▸ THE DATA
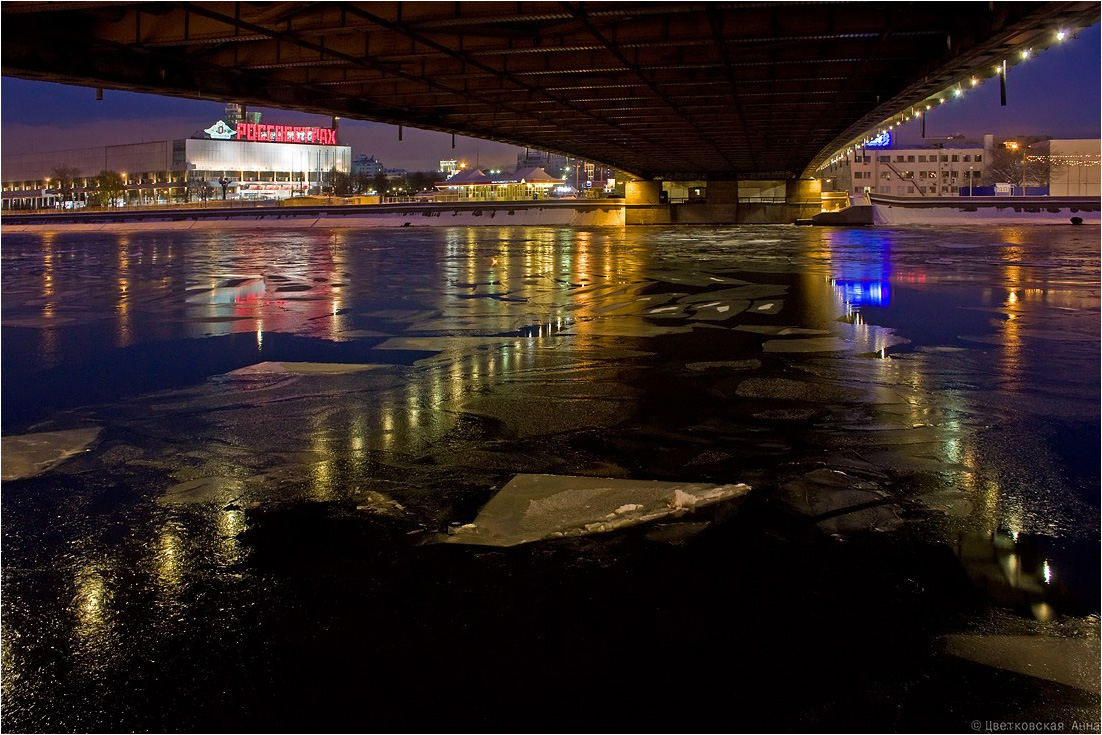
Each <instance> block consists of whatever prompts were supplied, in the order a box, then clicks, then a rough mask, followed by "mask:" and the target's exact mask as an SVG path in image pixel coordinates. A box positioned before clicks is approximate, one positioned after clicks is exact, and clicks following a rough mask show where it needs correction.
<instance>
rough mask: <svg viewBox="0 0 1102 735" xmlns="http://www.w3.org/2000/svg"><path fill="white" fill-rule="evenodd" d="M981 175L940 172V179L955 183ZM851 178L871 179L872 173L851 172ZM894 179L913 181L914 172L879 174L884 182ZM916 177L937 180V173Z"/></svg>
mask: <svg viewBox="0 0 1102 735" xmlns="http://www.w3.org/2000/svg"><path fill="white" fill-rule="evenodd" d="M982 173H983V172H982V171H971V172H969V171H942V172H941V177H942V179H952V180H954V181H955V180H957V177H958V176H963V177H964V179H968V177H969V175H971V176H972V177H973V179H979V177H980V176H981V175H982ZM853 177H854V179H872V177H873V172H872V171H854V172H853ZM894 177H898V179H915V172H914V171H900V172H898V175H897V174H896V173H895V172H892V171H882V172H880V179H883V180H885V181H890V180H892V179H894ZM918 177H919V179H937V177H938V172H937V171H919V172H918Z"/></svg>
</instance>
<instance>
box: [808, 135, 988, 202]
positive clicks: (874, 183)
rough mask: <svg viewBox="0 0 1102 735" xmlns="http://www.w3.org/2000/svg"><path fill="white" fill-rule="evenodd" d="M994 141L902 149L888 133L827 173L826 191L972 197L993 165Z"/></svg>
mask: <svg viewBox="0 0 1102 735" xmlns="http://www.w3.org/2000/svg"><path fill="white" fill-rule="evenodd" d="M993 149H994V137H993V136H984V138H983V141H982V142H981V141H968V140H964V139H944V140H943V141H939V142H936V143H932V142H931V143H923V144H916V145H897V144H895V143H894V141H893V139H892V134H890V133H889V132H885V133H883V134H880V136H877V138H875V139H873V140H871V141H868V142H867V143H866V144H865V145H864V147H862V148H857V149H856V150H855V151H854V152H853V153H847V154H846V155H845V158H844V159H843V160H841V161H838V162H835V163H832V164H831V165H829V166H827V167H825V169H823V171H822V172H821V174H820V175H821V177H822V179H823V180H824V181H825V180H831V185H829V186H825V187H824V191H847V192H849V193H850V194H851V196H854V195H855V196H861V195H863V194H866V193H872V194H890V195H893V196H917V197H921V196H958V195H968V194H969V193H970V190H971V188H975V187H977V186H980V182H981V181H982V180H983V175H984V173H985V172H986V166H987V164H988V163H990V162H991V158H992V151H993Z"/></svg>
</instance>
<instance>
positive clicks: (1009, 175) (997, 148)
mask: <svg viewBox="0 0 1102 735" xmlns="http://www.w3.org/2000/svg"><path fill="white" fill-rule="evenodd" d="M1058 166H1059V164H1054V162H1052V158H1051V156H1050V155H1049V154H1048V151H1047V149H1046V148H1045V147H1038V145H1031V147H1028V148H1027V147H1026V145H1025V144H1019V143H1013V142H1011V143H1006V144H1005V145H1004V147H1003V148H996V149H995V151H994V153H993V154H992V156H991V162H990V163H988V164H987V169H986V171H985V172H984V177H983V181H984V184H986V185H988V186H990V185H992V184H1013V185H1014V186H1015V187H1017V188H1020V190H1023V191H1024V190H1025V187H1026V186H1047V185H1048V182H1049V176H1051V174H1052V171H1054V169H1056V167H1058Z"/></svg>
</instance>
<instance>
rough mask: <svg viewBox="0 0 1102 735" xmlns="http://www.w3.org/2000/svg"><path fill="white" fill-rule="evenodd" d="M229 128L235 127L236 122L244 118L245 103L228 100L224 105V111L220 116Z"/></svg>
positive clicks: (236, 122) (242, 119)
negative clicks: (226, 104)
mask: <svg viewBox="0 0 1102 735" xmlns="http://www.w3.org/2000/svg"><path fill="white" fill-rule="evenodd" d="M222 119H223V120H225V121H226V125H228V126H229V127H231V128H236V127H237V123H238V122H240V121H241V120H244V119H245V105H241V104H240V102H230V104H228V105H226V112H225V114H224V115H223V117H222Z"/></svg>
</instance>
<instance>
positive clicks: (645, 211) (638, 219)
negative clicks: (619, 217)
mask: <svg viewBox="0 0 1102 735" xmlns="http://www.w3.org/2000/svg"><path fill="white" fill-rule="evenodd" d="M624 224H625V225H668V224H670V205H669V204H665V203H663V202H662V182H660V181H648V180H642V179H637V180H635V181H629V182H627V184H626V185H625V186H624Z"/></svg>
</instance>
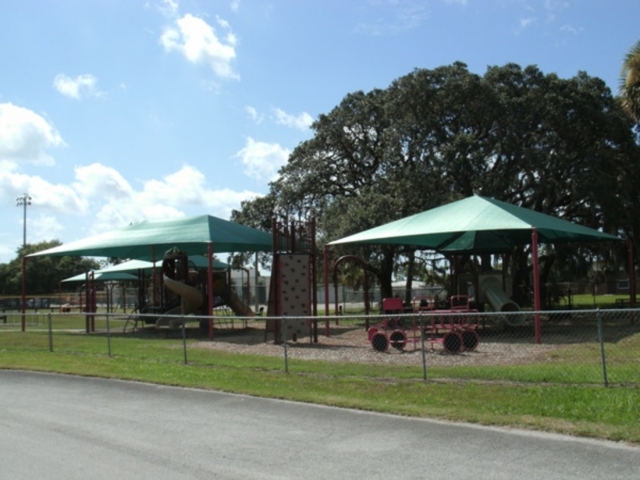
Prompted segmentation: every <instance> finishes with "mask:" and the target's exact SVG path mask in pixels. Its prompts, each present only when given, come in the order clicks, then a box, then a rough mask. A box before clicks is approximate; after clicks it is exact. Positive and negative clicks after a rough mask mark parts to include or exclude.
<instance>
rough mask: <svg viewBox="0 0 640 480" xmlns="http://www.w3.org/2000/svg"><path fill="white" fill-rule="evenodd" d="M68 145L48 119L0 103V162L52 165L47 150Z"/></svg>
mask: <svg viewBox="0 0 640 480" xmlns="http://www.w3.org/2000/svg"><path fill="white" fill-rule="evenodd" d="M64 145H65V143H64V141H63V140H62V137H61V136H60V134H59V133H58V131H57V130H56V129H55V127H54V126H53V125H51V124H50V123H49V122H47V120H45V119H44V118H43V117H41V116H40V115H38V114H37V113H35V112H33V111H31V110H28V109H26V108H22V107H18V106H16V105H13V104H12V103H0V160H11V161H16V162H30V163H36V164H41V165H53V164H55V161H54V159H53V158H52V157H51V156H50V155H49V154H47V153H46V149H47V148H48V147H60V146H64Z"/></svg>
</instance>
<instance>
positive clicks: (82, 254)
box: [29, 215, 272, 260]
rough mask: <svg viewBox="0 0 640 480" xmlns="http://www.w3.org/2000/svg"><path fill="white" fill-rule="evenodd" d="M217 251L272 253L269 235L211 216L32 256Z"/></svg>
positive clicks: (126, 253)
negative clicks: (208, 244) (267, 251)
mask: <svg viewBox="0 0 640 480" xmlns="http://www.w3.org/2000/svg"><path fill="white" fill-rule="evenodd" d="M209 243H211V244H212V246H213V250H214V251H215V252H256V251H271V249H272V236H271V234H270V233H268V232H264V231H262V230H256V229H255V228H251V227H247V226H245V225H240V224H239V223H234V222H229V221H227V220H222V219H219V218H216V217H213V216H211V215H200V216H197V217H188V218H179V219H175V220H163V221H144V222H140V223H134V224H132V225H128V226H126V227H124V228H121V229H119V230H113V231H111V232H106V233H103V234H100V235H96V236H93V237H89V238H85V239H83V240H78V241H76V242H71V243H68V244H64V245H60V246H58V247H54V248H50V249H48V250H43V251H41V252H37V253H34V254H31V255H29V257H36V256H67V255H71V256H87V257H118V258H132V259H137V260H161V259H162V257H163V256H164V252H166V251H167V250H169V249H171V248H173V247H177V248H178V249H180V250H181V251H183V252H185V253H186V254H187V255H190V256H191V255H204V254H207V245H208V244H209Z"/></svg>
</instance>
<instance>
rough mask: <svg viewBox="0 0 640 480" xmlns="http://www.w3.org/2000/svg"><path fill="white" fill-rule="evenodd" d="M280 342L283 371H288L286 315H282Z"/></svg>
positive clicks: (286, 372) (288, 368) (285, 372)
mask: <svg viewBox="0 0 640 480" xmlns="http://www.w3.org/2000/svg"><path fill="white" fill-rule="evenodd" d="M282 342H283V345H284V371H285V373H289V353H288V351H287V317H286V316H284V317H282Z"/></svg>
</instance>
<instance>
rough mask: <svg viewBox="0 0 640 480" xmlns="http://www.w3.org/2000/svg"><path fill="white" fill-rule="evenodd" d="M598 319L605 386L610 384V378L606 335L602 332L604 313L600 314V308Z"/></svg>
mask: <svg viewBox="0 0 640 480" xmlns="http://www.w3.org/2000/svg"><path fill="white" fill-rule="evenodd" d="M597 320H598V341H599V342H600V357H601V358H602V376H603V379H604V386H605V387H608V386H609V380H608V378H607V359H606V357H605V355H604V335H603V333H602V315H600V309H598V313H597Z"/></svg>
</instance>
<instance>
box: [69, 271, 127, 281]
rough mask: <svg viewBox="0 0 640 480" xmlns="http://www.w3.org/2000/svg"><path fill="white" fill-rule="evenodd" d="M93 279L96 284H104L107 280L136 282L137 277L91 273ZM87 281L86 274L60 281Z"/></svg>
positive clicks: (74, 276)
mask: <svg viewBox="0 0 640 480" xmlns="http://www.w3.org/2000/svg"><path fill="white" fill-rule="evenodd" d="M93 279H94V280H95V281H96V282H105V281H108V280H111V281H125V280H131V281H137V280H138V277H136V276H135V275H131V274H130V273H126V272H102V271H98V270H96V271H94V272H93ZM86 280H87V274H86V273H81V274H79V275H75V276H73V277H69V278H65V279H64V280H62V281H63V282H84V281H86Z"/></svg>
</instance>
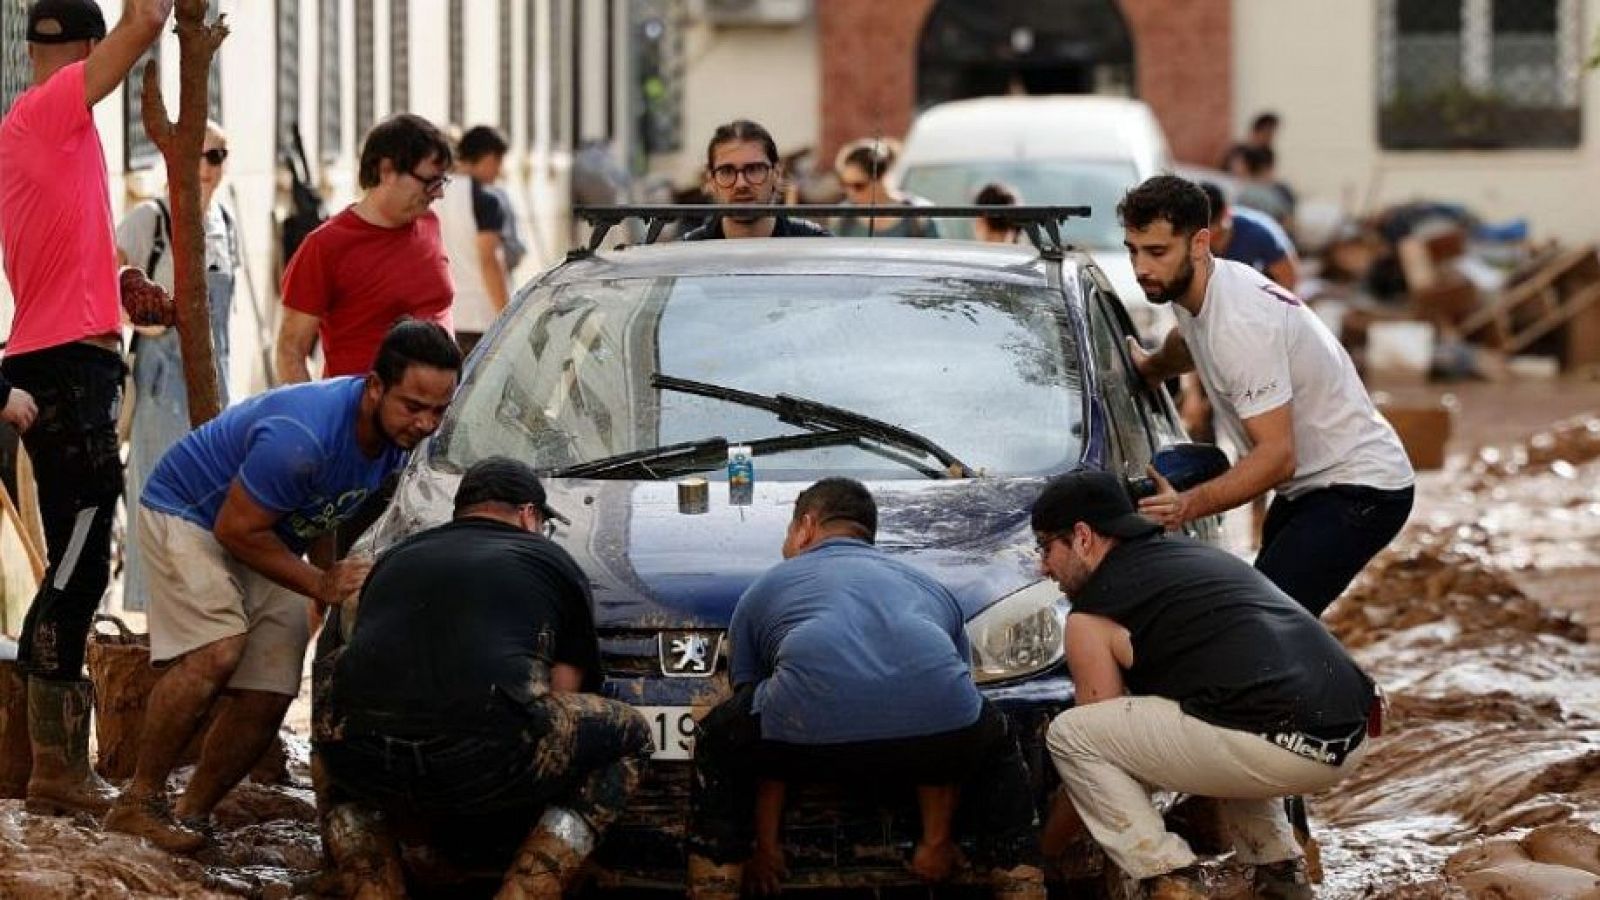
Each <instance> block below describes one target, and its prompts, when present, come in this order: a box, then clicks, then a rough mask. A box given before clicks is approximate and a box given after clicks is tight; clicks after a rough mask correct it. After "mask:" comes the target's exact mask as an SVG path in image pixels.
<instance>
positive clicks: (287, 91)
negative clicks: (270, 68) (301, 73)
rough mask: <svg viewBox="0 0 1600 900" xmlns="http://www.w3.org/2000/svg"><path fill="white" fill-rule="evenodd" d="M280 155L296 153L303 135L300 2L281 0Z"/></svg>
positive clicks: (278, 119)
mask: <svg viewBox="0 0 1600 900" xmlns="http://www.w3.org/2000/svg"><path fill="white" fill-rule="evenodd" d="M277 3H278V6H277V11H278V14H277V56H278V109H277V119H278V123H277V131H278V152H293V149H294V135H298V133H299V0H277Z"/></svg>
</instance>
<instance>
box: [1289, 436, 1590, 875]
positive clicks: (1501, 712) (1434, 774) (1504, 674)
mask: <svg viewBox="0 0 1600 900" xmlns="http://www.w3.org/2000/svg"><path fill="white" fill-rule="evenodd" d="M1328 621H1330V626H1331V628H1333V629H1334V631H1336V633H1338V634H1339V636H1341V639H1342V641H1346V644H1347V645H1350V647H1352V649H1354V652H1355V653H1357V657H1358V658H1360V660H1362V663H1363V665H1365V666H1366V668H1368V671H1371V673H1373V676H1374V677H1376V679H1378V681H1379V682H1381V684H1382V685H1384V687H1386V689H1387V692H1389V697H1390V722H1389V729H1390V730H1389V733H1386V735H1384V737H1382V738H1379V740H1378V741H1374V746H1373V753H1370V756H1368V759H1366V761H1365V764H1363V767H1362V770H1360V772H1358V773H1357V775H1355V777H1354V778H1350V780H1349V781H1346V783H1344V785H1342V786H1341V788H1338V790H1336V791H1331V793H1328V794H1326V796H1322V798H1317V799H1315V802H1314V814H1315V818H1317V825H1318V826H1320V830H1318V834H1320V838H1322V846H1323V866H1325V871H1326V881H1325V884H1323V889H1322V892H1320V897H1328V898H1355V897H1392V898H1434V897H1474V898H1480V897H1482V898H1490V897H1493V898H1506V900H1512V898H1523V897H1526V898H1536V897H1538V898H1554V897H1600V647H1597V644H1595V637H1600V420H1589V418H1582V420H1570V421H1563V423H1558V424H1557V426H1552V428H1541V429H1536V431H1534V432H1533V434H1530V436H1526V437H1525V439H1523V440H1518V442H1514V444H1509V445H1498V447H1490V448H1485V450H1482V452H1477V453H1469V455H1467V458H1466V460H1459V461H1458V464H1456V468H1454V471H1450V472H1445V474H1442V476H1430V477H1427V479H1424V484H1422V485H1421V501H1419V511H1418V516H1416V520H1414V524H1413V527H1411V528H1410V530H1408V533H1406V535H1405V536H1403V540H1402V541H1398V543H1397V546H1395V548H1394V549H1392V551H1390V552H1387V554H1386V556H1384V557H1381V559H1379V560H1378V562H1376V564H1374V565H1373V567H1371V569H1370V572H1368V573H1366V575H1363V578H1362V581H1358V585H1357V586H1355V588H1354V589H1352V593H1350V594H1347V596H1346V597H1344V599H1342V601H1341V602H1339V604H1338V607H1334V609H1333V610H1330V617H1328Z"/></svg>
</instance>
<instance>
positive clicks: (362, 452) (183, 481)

▸ TASK GOAL
Please set out the material from its beginning through the line holding "175L940 172V179L955 183ZM851", inclusive, as a JSON list of strings with one string per line, omitting blank lines and leaving the pictures out.

▸ THE COMPLETED TASK
[
  "Each <instance> block consists of whatever prompts were supplied, in the order a box, then clicks, then a rough mask, followed by \"mask:\" and the target's exact mask as an SVG path in image pixel coordinates. A box positioned before clicks is approximate, one positioned after clicks is exact, and clicks following a rough mask show where it needs correction.",
  "<instance>",
  "rough mask: <svg viewBox=\"0 0 1102 735\" xmlns=\"http://www.w3.org/2000/svg\"><path fill=\"white\" fill-rule=\"evenodd\" d=\"M981 175L940 172V179L955 183ZM851 178L871 179L872 173L851 172ZM894 179L913 181L914 172L879 174L884 182ZM916 177L937 180V173Z\"/></svg>"
]